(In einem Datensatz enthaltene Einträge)
+ + + + + + +

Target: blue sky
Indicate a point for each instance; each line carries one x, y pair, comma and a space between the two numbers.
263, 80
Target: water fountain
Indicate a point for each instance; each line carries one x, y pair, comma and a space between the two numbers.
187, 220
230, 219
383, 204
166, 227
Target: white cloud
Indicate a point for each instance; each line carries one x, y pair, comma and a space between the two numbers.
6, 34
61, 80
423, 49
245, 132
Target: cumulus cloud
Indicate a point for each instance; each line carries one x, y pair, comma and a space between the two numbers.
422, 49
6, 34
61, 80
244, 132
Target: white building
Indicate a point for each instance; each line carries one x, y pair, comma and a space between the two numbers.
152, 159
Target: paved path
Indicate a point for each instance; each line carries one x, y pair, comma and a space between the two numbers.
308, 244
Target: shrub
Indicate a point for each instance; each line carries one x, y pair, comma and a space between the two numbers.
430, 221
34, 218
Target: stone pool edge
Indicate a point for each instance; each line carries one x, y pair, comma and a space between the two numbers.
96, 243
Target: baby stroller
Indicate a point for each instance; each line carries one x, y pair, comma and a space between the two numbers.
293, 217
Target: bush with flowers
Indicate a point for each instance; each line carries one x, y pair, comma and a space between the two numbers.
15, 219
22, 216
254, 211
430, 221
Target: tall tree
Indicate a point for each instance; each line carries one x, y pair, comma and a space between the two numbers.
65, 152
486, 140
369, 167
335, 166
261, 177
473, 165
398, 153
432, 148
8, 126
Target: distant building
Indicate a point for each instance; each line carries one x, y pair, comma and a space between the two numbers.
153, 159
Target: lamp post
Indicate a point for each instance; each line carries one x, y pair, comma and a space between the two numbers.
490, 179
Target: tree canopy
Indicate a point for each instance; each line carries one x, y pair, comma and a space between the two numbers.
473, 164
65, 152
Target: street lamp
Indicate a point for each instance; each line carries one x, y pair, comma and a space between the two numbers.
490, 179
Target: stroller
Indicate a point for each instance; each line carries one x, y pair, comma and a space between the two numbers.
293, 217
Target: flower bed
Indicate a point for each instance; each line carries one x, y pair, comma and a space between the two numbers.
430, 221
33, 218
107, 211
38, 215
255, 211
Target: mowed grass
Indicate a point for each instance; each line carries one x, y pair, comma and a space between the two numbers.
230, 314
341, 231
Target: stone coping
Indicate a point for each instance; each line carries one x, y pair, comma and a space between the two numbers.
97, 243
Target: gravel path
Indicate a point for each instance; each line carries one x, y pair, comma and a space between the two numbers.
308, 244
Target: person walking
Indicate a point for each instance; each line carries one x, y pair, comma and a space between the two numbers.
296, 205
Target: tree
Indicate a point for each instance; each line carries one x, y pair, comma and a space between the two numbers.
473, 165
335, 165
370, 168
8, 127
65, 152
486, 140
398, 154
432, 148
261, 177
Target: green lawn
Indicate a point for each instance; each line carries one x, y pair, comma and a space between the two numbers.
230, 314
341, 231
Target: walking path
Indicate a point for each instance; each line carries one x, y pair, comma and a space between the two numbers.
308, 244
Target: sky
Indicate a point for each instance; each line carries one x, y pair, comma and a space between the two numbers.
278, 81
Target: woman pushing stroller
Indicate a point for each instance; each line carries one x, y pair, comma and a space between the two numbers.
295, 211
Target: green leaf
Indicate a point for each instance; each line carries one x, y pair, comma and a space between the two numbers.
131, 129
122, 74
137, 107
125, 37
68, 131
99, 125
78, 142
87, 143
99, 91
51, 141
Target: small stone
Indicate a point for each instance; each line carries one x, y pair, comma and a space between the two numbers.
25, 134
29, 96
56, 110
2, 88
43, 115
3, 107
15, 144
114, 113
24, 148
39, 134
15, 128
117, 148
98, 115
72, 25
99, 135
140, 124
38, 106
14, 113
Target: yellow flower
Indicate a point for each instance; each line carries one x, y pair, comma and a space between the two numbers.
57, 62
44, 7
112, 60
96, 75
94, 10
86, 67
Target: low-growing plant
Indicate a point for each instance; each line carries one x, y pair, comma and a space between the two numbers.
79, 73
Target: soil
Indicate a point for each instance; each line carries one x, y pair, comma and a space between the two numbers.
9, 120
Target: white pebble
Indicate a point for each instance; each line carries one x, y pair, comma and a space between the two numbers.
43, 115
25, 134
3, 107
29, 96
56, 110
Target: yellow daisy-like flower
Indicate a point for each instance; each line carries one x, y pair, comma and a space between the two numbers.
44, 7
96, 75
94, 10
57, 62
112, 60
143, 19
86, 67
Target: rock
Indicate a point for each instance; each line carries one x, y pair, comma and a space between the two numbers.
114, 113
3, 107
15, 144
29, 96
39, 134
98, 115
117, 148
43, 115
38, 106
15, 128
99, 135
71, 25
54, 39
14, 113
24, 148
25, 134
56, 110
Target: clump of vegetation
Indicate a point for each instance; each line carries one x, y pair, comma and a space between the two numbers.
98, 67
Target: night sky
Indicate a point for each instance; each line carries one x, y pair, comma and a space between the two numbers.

+ + + + + + +

__Aufgabenstellung__
Gib sämtliche Zeilen aller obigen Einträge unverändert wieder.

__Ergebnis folgt__
Target: blue sky
Indicate a point for each instance; each line carries one x, y pair, comma and a space between the two numbers.
263, 80
Target: water fountain
Indicate a point for each instance; each line carries one x, y pair, comma and a space between the two numbers.
187, 220
230, 219
383, 204
166, 227
Target: white cloud
Indicate a point for each instance; each line carries one x, y pair, comma and a space between the two numbers.
6, 34
61, 80
423, 49
245, 132
Target: cumulus cloud
Indicate a point for each instance; each line carries one x, y pair, comma and a space between the two numbers.
422, 49
6, 34
61, 80
244, 132
Target: white building
Indicate a point for each instance; each line carries one x, y pair, comma and a space between the two numbers.
152, 159
Target: paved path
Indicate a point for each instance; each line carries one x, y pair, comma and a space between the two numbers.
308, 244
Target: shrub
Indicate a point for each instance; each line carries one x, y pair, comma and a space between the two numbers.
430, 221
34, 218
Target: stone pool edge
Indicate a point for each instance; each line carries one x, y pair, comma and a space between the two numbers.
96, 243
Target: baby stroller
Indicate a point for each instance; each line carries one x, y pair, comma and a space between the two numbers.
293, 217
Target: bush with flowers
Indicate a point for each instance; each line carries one x, y pair, comma and a space between the two numbers.
15, 219
22, 216
254, 211
430, 221
Target: tall tree
Indicate a point for each instance; each line carries one x, y pair, comma and a space between the two numbers.
65, 152
486, 140
369, 167
335, 166
261, 177
473, 165
398, 153
432, 148
8, 126
Target: distant building
Indicate a point for each instance; each line carries one x, y pair, comma and a space between the two numbers.
153, 159
Target: lamp post
Indicate a point for each instance; each line carries one x, y pair, comma and a space between the two numbers.
490, 179
Target: tree canopy
Indicate a point for each instance; each line carries one x, y pair, comma and a space between the two numbers.
473, 164
65, 152
Target: street lamp
Indicate a point for each instance; each line carries one x, y pair, comma and a space between the two numbers.
490, 179
Target: stroller
Indicate a point for each instance; each line carries one x, y pair, comma and a space between the two numbers.
293, 217
Target: flower bed
Indicate a point for each instance; each line carries one x, y pair, comma and a space between the two numbers.
430, 221
33, 218
107, 211
38, 215
255, 211
Target: mowed grass
Indicate a point for each instance; each line carries one x, y pair, comma and a space between the two numbers.
230, 314
341, 231
Target: stone coping
Indicate a point for each instance; each line carries one x, y pair, comma and a space between the two numbers.
97, 243
Target: gravel path
Indicate a point for each instance; each line carries one x, y pair, comma and a space between the two numbers.
308, 244
Target: person walking
Indicate a point for each instance; each line carries one x, y pair, comma and a space between the two numbers.
296, 205
Target: tree
Indicate a point for each instance; each line carries one x, y pair, comma and a space between the two numbers.
473, 165
335, 165
370, 168
8, 127
65, 152
486, 140
398, 154
432, 148
261, 177
Target: green lawn
Indicate a point for each instance; each line carries one x, y pair, comma and a space between the two numbers.
230, 314
341, 231
Target: walking path
Indicate a point for each instance; each line carries one x, y pair, comma and a space between the two numbers.
308, 244
Target: sky
Indicate a point for each instance; each line carries one x, y pair, comma and a space between the two numbers.
278, 81
Target: woman pushing stroller
Indicate a point for each instance; each line carries one x, y pair, comma and a space between the two numbers.
295, 211
Target: green leaf
Indicate a point for each instance; each line carries one x, y pair, comma and a space between the two numbers.
131, 129
122, 74
137, 107
125, 37
68, 131
99, 125
78, 142
87, 143
99, 91
51, 141
Target: small stone
Indicate a point for each instance; each line carries one x, y pair, comma and a space between the two numbers.
25, 134
29, 96
56, 110
2, 88
43, 115
3, 107
15, 144
114, 113
24, 148
39, 134
15, 128
117, 148
98, 115
72, 25
99, 135
140, 124
38, 106
14, 113
Target: yellow flower
Indicate a point for each instance; each line carries one x, y pair, comma and a space between the two numbers.
57, 62
44, 7
112, 60
96, 75
94, 10
86, 67
Target: low-growing plant
Indicate a point for each instance; each line carries one x, y pair, comma and a space between the two numbers.
79, 73
Target: soil
Indicate a point for each instance; each line carries one x, y pair, comma and a space between the two numbers.
9, 120
Target: white pebble
Indicate a point for each instance; each line carries one x, y pair, comma and a space between the two numbers.
43, 115
25, 134
3, 107
29, 96
56, 110
Target: yellow daisy-like flower
Indicate a point for each instance; each line carries one x, y pair, comma and a space between the two numbers.
44, 7
96, 75
94, 10
57, 62
112, 60
143, 19
86, 67
Target: rock
Indicate a point for each instance; each line carries one x, y pair, comma and a space between the two numbers.
114, 113
3, 107
15, 144
29, 96
39, 134
98, 115
117, 148
43, 115
38, 106
15, 128
99, 135
71, 25
54, 39
14, 113
24, 148
25, 134
56, 110
Target: clump of vegetation
Indicate a point for each instance; each line carries one x, y pair, comma and a space between the two numbers.
98, 67
Target: night sky
Indicate a point for each instance; each line carries one x, y pair, comma and a space between the two numbers.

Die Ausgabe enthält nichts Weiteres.